* [Task requirements]
Reproduce the part of the material that opens with the line containing "In this picture, where can the statue beard" and runs through the end of the material, leaving the requests and their sample points unchanged. Multiply each coordinate in the answers by 1.2 and round it to a whole number, rounding halves up.
——————————
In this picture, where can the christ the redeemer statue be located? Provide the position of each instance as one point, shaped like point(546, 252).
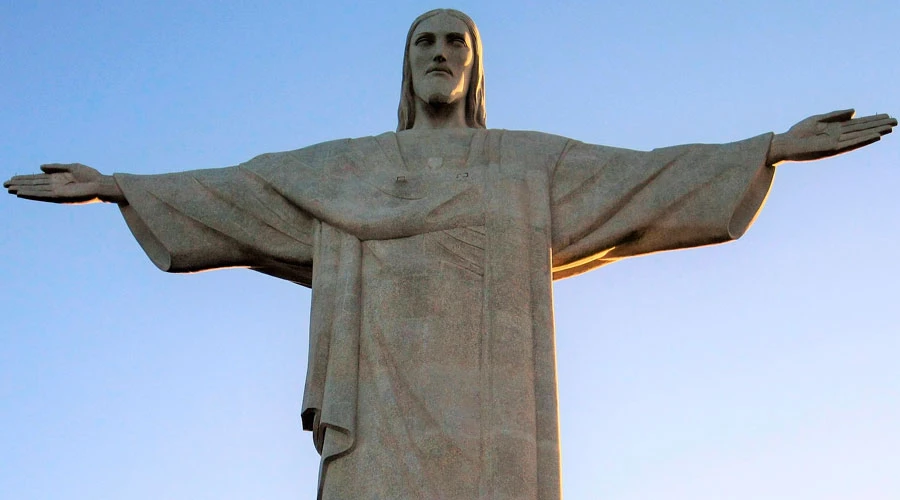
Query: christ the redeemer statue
point(430, 253)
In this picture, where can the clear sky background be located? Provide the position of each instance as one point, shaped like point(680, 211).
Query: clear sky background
point(766, 368)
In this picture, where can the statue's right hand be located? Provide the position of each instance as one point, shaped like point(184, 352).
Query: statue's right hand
point(71, 183)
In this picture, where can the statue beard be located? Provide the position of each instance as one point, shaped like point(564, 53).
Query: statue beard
point(438, 100)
——————————
* [Exercise result]
In this picture, where can the statue beard be located? Provide the position of each instance as one point, shaped like point(564, 53).
Query: statue beard
point(526, 120)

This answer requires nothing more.